▶ OBJECTIVE:
Copy every line of the material below without changing anything.

[Start INPUT DATA]

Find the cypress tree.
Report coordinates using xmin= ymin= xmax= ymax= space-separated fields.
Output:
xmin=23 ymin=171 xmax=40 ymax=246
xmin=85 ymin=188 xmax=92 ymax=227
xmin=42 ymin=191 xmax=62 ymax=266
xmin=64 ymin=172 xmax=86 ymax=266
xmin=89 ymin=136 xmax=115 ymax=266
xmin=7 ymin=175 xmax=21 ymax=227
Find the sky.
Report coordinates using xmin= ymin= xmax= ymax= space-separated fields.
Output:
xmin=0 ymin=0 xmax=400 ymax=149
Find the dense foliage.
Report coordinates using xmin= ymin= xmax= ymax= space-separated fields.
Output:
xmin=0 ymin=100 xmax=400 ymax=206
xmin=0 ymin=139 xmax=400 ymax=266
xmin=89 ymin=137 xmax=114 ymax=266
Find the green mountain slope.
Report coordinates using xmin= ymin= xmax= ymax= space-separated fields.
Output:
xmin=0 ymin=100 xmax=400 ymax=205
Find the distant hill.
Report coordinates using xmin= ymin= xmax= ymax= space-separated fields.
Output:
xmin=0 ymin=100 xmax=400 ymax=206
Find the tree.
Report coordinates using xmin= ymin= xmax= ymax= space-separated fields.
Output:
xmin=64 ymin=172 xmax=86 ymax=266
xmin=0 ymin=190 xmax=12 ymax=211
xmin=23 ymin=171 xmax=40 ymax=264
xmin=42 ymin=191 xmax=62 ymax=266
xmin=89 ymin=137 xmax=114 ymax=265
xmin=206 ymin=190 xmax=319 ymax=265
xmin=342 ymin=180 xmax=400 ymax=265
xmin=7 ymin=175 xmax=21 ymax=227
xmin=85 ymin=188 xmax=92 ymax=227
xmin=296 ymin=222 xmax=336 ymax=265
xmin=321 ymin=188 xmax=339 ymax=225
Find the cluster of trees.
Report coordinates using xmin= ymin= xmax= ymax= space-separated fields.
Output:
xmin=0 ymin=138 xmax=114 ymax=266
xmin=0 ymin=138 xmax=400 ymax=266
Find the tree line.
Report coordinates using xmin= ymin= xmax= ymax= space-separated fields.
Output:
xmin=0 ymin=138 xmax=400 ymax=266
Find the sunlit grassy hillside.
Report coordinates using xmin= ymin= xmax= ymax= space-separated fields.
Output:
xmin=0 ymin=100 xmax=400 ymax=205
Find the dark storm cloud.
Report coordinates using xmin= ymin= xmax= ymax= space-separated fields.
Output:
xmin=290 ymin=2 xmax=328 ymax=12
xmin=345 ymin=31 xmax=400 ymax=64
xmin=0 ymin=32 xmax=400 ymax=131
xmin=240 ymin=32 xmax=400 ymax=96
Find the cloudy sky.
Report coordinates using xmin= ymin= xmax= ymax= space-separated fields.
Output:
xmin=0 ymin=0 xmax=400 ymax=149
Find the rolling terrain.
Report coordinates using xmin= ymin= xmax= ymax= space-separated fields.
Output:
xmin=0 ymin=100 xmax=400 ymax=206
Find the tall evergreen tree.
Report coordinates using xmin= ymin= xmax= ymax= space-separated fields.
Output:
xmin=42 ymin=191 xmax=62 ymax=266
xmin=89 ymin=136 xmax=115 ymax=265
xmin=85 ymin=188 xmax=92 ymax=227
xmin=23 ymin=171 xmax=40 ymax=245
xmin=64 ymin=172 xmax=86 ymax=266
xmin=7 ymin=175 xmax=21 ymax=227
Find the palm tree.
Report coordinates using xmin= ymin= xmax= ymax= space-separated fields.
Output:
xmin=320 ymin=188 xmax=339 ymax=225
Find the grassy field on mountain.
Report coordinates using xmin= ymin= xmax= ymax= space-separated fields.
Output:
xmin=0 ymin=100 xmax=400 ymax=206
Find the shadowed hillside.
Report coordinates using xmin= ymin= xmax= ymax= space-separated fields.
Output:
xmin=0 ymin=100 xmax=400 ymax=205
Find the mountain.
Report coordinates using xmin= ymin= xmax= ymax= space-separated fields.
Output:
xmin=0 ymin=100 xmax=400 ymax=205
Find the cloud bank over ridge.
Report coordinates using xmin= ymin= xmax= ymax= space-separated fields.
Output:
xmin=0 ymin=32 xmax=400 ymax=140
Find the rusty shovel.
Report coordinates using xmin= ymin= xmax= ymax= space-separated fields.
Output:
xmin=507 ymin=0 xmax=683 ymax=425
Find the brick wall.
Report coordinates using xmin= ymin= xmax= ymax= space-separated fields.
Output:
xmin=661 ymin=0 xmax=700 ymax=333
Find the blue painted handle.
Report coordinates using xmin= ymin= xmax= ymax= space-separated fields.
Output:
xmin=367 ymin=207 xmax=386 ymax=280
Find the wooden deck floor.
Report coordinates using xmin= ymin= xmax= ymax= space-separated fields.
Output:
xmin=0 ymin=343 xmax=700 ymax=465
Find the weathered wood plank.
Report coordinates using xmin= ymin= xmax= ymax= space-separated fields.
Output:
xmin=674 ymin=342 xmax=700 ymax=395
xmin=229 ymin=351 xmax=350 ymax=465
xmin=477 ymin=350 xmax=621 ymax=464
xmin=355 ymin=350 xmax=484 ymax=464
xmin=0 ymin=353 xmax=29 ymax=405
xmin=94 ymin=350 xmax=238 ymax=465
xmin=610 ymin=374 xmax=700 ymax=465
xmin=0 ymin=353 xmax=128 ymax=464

[End INPUT DATA]

▶ ANSWER TO THIS PROBLEM:
Find the cypress tree.
Report coordinates using xmin= ymin= xmax= ymax= space-separated fields.
Output:
xmin=23 ymin=171 xmax=40 ymax=246
xmin=85 ymin=188 xmax=92 ymax=227
xmin=42 ymin=191 xmax=62 ymax=266
xmin=64 ymin=172 xmax=86 ymax=266
xmin=89 ymin=136 xmax=115 ymax=266
xmin=7 ymin=175 xmax=21 ymax=227
Find the sky.
Report coordinates using xmin= ymin= xmax= ymax= space-separated fields.
Output:
xmin=0 ymin=0 xmax=400 ymax=149
Find the dense foliage.
Report coordinates using xmin= ymin= xmax= ymax= space-separated fields.
Output:
xmin=0 ymin=100 xmax=400 ymax=206
xmin=0 ymin=139 xmax=400 ymax=266
xmin=89 ymin=137 xmax=114 ymax=266
Find the green mountain slope.
Report coordinates using xmin= ymin= xmax= ymax= space-separated fields.
Output:
xmin=0 ymin=100 xmax=400 ymax=205
Find the distant hill.
Report coordinates using xmin= ymin= xmax= ymax= space-separated fields.
Output:
xmin=0 ymin=100 xmax=400 ymax=206
Find the tree.
Report coordinates using xmin= ymin= xmax= ymax= space-separated fields.
Output:
xmin=64 ymin=172 xmax=86 ymax=266
xmin=0 ymin=190 xmax=12 ymax=211
xmin=23 ymin=171 xmax=40 ymax=264
xmin=42 ymin=191 xmax=62 ymax=266
xmin=89 ymin=137 xmax=114 ymax=265
xmin=206 ymin=190 xmax=319 ymax=265
xmin=342 ymin=180 xmax=400 ymax=265
xmin=7 ymin=175 xmax=21 ymax=227
xmin=85 ymin=188 xmax=92 ymax=227
xmin=296 ymin=222 xmax=336 ymax=265
xmin=321 ymin=188 xmax=339 ymax=225
Find the cluster of trees.
Report coordinates using xmin= ymin= xmax= ymax= space-separated fields.
Output:
xmin=0 ymin=138 xmax=114 ymax=266
xmin=0 ymin=138 xmax=400 ymax=266
Find the tree line.
Report coordinates using xmin= ymin= xmax= ymax= space-separated fields.
Output:
xmin=0 ymin=138 xmax=400 ymax=266
Find the sunlit grassy hillside.
Report coordinates using xmin= ymin= xmax= ymax= space-separated fields.
Output:
xmin=0 ymin=100 xmax=400 ymax=205
Find the dark storm cloud.
Report coordinates using xmin= ymin= xmax= ymax= space-separated fields.
Output:
xmin=290 ymin=2 xmax=328 ymax=12
xmin=345 ymin=31 xmax=400 ymax=64
xmin=0 ymin=32 xmax=400 ymax=131
xmin=240 ymin=32 xmax=400 ymax=96
Find the cloudy sky.
Report coordinates using xmin= ymin= xmax= ymax= space-separated fields.
Output:
xmin=0 ymin=0 xmax=400 ymax=149
Find the rolling terrain.
Report coordinates using xmin= ymin= xmax= ymax= space-separated fields.
Output:
xmin=0 ymin=100 xmax=400 ymax=206
Find the tall evergreen tree.
Report coordinates using xmin= ymin= xmax= ymax= space-separated fields.
Output:
xmin=42 ymin=191 xmax=62 ymax=266
xmin=89 ymin=136 xmax=115 ymax=265
xmin=85 ymin=188 xmax=92 ymax=227
xmin=23 ymin=171 xmax=40 ymax=245
xmin=64 ymin=172 xmax=86 ymax=266
xmin=7 ymin=175 xmax=21 ymax=227
Find the palm tree.
Report coordinates using xmin= ymin= xmax= ymax= space-separated fields.
Output:
xmin=320 ymin=188 xmax=339 ymax=225
Find the grassy field on mountain.
Report coordinates using xmin= ymin= xmax= ymax= space-separated fields.
Output:
xmin=0 ymin=100 xmax=400 ymax=206
Find the shadowed hillside.
Report coordinates using xmin= ymin= xmax= ymax= space-separated fields.
Output:
xmin=0 ymin=100 xmax=400 ymax=205
Find the mountain.
Report coordinates using xmin= ymin= xmax= ymax= space-separated fields.
Output:
xmin=0 ymin=100 xmax=400 ymax=205
Find the cloud bank over ridge.
Report coordinates using xmin= ymin= xmax= ymax= space-separated fields.
Output:
xmin=0 ymin=32 xmax=400 ymax=140
Find the rusty shovel.
Report coordinates using xmin= ymin= xmax= ymax= space-separated fields.
Output:
xmin=507 ymin=0 xmax=683 ymax=425
Find the brick wall.
Report coordinates using xmin= ymin= xmax= ymax= space-separated fields.
Output:
xmin=661 ymin=0 xmax=700 ymax=333
Find the blue painted handle.
Report coordinates using xmin= ymin= xmax= ymax= space-separated fields.
Output:
xmin=367 ymin=207 xmax=386 ymax=280
Find the wooden deck floor.
Report coordinates using xmin= ymin= xmax= ymax= space-separated fields.
Output:
xmin=0 ymin=343 xmax=700 ymax=465
Find the weathered wood plank.
Report coordinates using xmin= ymin= xmax= ymax= space-separated fields.
Output:
xmin=674 ymin=342 xmax=700 ymax=395
xmin=229 ymin=351 xmax=350 ymax=465
xmin=477 ymin=350 xmax=621 ymax=464
xmin=355 ymin=350 xmax=484 ymax=464
xmin=0 ymin=353 xmax=29 ymax=405
xmin=94 ymin=350 xmax=238 ymax=465
xmin=610 ymin=374 xmax=700 ymax=465
xmin=0 ymin=353 xmax=128 ymax=464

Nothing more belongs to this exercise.